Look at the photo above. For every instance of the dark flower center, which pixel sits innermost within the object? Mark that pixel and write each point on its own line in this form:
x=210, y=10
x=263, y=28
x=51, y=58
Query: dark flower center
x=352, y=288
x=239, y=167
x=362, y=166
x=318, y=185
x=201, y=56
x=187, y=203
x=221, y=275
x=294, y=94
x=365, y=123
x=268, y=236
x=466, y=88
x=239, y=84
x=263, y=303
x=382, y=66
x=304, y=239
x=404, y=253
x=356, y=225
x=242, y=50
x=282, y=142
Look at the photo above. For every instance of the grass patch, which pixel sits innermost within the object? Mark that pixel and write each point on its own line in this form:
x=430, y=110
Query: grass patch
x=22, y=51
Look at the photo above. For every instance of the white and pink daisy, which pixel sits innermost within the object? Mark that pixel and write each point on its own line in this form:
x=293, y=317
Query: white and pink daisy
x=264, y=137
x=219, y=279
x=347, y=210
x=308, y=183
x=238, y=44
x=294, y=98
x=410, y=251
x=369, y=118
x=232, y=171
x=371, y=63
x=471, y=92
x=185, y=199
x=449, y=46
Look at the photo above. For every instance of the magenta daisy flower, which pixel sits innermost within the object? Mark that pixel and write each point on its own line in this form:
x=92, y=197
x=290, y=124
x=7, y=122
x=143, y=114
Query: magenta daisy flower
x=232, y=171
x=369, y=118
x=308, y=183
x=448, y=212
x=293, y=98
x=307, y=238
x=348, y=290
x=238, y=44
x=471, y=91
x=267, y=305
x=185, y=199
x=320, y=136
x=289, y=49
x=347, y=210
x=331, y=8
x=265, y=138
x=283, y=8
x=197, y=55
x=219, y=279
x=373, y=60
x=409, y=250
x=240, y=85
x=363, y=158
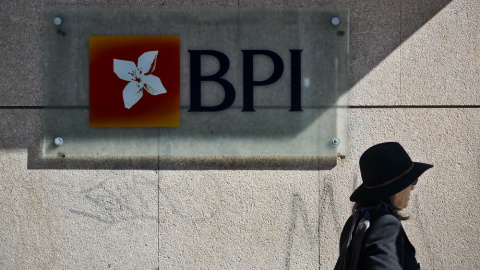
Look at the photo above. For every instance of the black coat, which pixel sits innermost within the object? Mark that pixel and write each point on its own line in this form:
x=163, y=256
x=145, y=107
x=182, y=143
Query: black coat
x=385, y=245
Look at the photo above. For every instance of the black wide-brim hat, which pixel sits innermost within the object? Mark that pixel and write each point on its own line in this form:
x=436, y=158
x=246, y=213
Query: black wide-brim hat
x=386, y=170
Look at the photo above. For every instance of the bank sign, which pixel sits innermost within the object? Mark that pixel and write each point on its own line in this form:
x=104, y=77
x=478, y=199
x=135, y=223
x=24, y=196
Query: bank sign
x=255, y=82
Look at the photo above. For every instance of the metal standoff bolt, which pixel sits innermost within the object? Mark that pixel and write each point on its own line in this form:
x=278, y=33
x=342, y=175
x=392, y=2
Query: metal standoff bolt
x=335, y=142
x=58, y=141
x=335, y=21
x=57, y=21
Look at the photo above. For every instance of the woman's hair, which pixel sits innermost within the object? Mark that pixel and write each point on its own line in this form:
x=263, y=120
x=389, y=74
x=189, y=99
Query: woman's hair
x=384, y=203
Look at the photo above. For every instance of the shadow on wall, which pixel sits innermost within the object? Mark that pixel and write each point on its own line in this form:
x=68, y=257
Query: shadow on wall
x=376, y=29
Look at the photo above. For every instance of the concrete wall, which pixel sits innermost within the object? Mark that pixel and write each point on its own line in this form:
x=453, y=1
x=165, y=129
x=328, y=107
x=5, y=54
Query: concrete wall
x=414, y=77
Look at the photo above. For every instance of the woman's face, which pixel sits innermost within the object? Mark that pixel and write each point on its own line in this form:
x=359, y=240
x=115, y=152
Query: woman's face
x=401, y=199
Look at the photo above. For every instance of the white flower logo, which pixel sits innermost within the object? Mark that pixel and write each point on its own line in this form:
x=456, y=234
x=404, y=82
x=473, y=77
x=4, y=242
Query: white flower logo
x=138, y=77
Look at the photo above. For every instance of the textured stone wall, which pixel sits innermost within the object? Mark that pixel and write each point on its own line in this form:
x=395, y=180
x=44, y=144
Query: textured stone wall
x=414, y=78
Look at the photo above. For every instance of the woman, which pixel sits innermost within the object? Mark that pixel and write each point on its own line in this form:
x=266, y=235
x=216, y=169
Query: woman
x=373, y=237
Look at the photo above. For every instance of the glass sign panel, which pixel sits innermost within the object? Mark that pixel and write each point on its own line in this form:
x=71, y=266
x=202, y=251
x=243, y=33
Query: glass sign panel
x=196, y=82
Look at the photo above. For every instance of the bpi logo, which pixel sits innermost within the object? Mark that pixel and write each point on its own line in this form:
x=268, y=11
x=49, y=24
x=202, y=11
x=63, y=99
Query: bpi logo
x=135, y=81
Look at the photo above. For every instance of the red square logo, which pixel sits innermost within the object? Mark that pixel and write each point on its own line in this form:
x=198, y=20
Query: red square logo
x=134, y=81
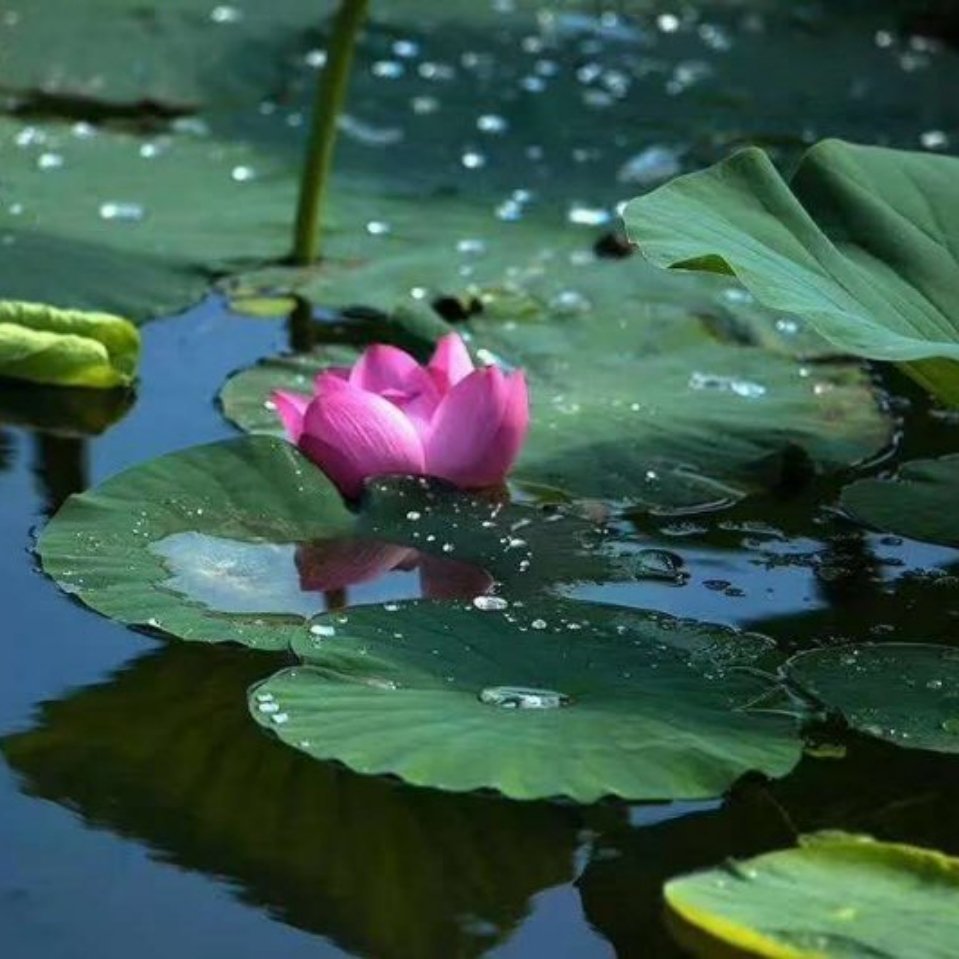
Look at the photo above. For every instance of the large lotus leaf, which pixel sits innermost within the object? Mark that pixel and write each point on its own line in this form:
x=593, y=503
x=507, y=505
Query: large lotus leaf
x=108, y=546
x=246, y=541
x=161, y=752
x=644, y=407
x=66, y=347
x=861, y=242
x=835, y=896
x=535, y=699
x=906, y=693
x=919, y=502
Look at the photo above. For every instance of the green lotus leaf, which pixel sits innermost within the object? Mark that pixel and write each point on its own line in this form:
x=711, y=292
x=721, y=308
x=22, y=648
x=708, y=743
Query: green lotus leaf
x=906, y=693
x=161, y=752
x=919, y=502
x=246, y=541
x=861, y=242
x=835, y=896
x=534, y=699
x=66, y=347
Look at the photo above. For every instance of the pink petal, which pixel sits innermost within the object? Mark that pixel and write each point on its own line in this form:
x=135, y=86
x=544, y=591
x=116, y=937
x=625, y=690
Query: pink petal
x=340, y=372
x=383, y=368
x=479, y=428
x=450, y=362
x=352, y=435
x=397, y=377
x=332, y=564
x=290, y=408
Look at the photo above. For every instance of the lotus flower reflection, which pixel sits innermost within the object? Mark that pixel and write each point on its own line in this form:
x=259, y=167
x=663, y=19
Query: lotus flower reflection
x=334, y=566
x=388, y=414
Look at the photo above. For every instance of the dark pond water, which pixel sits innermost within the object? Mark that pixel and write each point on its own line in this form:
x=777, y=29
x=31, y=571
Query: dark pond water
x=142, y=812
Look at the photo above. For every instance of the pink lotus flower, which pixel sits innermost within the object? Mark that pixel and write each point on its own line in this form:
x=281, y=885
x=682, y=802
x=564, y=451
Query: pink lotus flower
x=388, y=414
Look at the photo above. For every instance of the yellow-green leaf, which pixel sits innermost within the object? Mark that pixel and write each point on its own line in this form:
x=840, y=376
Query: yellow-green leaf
x=835, y=896
x=44, y=344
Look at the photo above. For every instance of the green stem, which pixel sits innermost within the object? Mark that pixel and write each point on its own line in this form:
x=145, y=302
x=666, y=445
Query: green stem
x=330, y=94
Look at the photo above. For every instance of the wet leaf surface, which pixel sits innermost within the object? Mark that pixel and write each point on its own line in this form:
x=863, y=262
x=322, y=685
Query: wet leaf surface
x=534, y=699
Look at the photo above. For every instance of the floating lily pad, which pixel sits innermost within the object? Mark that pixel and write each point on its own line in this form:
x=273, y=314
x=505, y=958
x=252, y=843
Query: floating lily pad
x=104, y=545
x=906, y=693
x=919, y=502
x=861, y=242
x=534, y=699
x=835, y=896
x=160, y=751
x=246, y=540
x=644, y=407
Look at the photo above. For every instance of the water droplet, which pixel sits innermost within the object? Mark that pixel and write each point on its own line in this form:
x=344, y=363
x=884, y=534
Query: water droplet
x=728, y=384
x=569, y=302
x=580, y=214
x=50, y=161
x=121, y=212
x=224, y=13
x=424, y=105
x=471, y=246
x=667, y=23
x=388, y=69
x=523, y=697
x=30, y=136
x=490, y=602
x=653, y=165
x=491, y=123
x=473, y=159
x=934, y=139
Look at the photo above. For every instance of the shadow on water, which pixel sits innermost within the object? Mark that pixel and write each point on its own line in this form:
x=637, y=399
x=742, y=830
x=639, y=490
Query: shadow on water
x=165, y=753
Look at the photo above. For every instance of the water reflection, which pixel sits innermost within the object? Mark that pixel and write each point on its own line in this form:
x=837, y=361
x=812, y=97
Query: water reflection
x=305, y=579
x=166, y=754
x=61, y=466
x=342, y=569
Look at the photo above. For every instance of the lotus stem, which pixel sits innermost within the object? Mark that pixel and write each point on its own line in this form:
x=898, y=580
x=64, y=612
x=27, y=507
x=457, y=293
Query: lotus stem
x=330, y=94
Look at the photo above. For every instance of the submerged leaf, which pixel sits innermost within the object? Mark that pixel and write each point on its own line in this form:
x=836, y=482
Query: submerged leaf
x=44, y=344
x=904, y=693
x=862, y=242
x=835, y=896
x=919, y=502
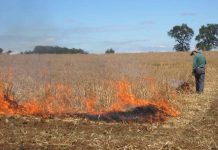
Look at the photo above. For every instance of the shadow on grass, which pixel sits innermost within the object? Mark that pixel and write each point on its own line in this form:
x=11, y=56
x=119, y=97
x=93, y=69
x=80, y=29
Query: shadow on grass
x=146, y=114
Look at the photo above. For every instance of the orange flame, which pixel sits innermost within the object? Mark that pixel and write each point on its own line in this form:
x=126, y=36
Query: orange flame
x=57, y=101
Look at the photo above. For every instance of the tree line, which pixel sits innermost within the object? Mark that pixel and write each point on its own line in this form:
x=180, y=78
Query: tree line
x=207, y=37
x=55, y=50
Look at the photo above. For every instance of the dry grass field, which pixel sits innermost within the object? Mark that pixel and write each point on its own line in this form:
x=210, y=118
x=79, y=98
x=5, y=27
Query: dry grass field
x=117, y=101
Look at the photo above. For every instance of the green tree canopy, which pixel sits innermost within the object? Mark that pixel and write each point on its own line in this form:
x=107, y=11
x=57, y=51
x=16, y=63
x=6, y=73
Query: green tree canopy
x=55, y=50
x=208, y=37
x=109, y=51
x=182, y=35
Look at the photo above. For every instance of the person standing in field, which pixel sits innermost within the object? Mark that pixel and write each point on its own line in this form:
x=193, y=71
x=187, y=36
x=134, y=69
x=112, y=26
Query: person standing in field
x=199, y=62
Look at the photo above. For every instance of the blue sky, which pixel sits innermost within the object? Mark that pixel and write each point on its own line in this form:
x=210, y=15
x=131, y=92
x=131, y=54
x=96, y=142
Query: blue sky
x=95, y=25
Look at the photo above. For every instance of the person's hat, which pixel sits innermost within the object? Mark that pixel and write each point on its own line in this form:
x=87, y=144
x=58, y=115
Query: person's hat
x=193, y=52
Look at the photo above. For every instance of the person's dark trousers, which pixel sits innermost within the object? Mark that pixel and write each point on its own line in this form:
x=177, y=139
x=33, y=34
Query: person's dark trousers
x=199, y=79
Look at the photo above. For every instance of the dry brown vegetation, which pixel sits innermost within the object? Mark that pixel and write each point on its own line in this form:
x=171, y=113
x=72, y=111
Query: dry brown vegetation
x=94, y=75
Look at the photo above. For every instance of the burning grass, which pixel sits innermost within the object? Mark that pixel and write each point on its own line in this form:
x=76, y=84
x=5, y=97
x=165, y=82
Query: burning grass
x=107, y=88
x=58, y=100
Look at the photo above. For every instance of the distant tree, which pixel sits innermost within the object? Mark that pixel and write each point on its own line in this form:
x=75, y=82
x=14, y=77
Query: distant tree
x=208, y=37
x=110, y=51
x=1, y=50
x=182, y=35
x=8, y=52
x=55, y=50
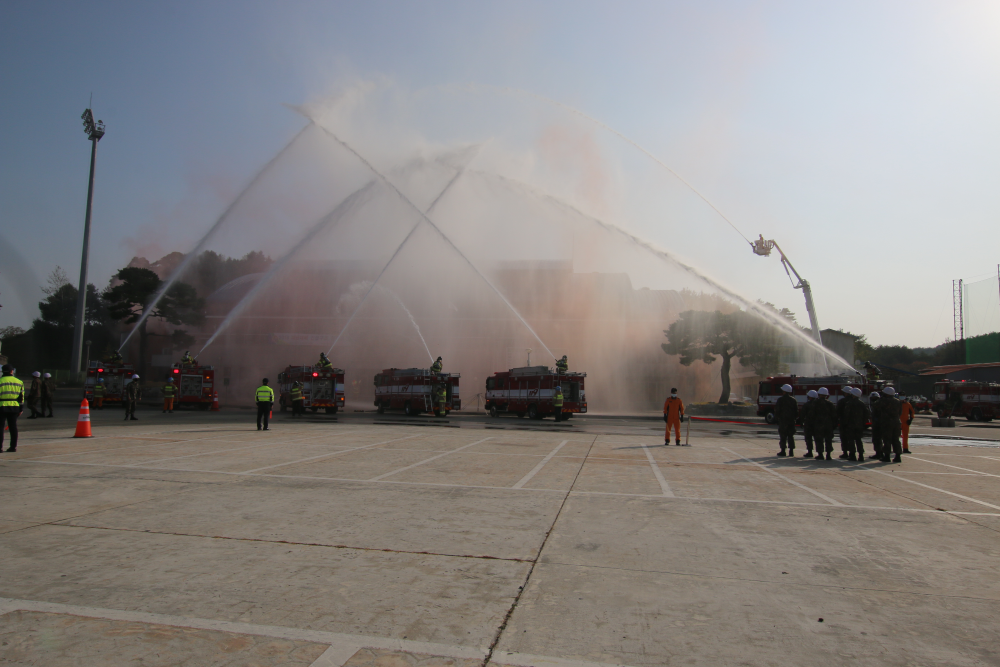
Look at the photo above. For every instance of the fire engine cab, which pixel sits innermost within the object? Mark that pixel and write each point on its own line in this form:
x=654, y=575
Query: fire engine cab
x=413, y=391
x=321, y=388
x=115, y=375
x=529, y=391
x=769, y=390
x=195, y=385
x=976, y=401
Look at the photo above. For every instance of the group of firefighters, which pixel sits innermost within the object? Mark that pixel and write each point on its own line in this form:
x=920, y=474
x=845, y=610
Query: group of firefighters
x=890, y=420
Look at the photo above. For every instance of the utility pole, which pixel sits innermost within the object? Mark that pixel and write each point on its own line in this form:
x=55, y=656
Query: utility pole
x=94, y=132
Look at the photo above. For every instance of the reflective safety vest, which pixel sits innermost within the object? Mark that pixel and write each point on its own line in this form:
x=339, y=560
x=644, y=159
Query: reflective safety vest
x=11, y=392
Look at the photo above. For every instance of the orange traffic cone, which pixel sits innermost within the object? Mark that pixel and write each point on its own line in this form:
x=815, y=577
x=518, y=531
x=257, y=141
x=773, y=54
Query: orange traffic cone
x=83, y=421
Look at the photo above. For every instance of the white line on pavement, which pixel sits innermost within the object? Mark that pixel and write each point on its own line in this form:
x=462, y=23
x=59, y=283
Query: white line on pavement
x=790, y=481
x=420, y=463
x=328, y=455
x=541, y=464
x=659, y=475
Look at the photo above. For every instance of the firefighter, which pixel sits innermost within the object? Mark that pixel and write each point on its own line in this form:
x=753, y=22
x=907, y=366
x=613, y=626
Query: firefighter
x=297, y=401
x=169, y=391
x=131, y=395
x=890, y=410
x=34, y=393
x=876, y=420
x=562, y=365
x=905, y=419
x=807, y=419
x=824, y=419
x=441, y=399
x=48, y=393
x=673, y=414
x=856, y=415
x=786, y=409
x=264, y=396
x=99, y=394
x=844, y=435
x=11, y=404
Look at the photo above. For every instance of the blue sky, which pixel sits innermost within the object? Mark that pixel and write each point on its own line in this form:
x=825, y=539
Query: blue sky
x=861, y=135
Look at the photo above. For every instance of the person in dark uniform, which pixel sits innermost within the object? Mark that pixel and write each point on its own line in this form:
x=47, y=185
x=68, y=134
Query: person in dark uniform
x=807, y=420
x=890, y=408
x=786, y=410
x=264, y=396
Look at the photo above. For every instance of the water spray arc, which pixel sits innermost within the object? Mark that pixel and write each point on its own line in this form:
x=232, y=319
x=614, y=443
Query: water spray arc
x=351, y=203
x=663, y=255
x=391, y=258
x=444, y=236
x=189, y=257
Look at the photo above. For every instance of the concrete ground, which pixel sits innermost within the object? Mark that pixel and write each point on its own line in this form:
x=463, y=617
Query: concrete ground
x=378, y=540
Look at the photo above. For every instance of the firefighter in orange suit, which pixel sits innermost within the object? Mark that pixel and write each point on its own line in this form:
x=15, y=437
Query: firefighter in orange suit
x=673, y=412
x=905, y=419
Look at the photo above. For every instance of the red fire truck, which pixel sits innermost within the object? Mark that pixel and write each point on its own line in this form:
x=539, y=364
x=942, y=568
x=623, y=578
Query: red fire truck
x=321, y=388
x=195, y=385
x=529, y=391
x=769, y=390
x=412, y=390
x=976, y=401
x=114, y=376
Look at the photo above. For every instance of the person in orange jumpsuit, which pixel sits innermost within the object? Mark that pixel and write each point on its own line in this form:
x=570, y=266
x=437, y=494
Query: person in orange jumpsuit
x=673, y=412
x=905, y=419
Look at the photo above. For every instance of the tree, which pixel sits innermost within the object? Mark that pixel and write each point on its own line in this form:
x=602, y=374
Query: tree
x=703, y=335
x=127, y=300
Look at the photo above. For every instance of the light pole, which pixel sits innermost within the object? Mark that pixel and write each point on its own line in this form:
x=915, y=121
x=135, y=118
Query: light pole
x=94, y=132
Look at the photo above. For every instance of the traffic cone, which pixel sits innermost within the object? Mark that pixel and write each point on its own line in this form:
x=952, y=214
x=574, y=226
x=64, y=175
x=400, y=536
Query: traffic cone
x=83, y=421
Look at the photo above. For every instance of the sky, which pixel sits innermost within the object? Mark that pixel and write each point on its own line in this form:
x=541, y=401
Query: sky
x=862, y=136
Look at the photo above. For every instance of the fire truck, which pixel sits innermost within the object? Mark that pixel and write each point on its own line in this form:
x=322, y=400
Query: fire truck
x=976, y=401
x=195, y=385
x=115, y=375
x=529, y=391
x=321, y=388
x=412, y=390
x=769, y=390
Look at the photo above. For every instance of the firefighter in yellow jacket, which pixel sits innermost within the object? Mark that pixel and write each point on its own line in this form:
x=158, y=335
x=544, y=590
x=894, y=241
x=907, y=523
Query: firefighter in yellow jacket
x=673, y=413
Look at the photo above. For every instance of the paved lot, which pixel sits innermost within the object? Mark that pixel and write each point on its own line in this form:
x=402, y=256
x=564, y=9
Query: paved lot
x=193, y=539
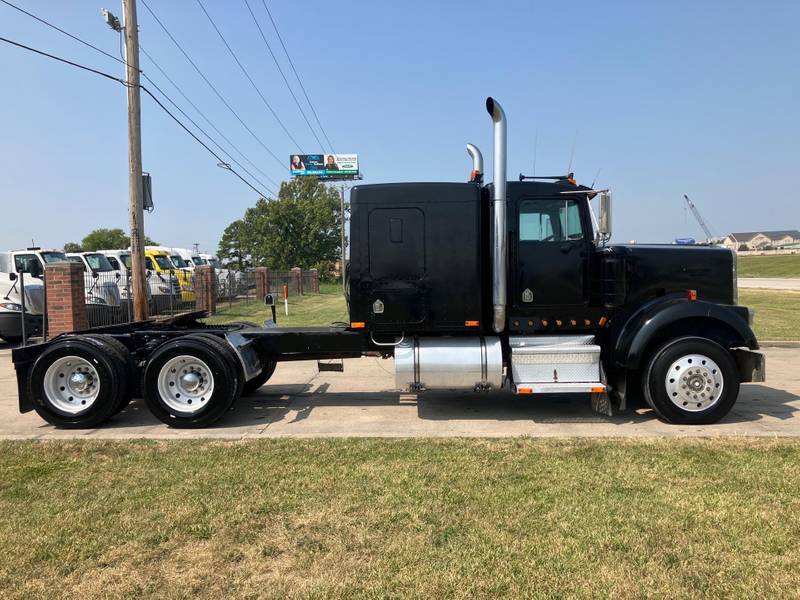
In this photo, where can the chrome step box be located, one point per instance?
(558, 359)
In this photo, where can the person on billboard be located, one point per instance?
(297, 164)
(330, 163)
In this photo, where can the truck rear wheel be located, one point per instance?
(189, 383)
(125, 365)
(691, 381)
(74, 384)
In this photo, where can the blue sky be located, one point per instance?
(665, 99)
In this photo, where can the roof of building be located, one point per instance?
(773, 235)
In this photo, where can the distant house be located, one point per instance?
(758, 240)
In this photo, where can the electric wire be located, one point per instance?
(283, 75)
(247, 75)
(211, 85)
(296, 74)
(221, 162)
(122, 60)
(207, 120)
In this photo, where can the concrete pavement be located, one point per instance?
(770, 283)
(300, 402)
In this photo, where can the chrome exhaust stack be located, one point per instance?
(477, 163)
(499, 237)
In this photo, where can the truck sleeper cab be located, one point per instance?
(508, 286)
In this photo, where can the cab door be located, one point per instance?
(551, 254)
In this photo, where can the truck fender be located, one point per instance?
(670, 317)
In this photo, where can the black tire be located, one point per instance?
(126, 366)
(252, 386)
(225, 383)
(100, 409)
(718, 387)
(224, 348)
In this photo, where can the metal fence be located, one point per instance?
(109, 295)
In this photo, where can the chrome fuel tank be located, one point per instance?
(474, 363)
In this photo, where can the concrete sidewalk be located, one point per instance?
(300, 402)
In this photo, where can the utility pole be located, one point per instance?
(136, 213)
(344, 220)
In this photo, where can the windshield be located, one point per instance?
(163, 262)
(98, 262)
(53, 256)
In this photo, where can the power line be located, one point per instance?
(222, 163)
(280, 70)
(246, 74)
(74, 37)
(153, 83)
(203, 115)
(213, 88)
(296, 74)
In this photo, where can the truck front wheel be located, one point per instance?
(691, 381)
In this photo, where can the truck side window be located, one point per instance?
(549, 220)
(21, 261)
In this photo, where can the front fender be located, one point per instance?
(680, 316)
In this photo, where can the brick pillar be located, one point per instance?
(297, 275)
(205, 288)
(262, 283)
(66, 298)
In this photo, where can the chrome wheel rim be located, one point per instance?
(71, 385)
(694, 383)
(185, 384)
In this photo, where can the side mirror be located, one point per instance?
(34, 268)
(604, 224)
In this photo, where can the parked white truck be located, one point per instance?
(11, 306)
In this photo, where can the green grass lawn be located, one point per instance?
(777, 313)
(422, 518)
(312, 309)
(781, 265)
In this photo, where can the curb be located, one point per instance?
(780, 344)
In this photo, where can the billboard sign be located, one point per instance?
(326, 166)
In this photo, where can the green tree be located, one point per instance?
(109, 239)
(231, 250)
(301, 228)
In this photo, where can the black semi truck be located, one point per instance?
(507, 286)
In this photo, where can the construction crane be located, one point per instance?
*-*-*
▶ **What is asked**: Please repeat the material starting at the line containing "Look at the photo above. For every instance of the reflective" and ending at the line containing "x=11, y=392", both included, offsetting every coordinate in the answers by 113.

▶ **Solved problem**:
Look at the photo above. For every instance of the reflective safety vest, which pixel sits innermost within the object? Mark that pixel and write each point on its own line in this form:
x=339, y=560
x=644, y=159
Query: reflective safety vest
x=124, y=505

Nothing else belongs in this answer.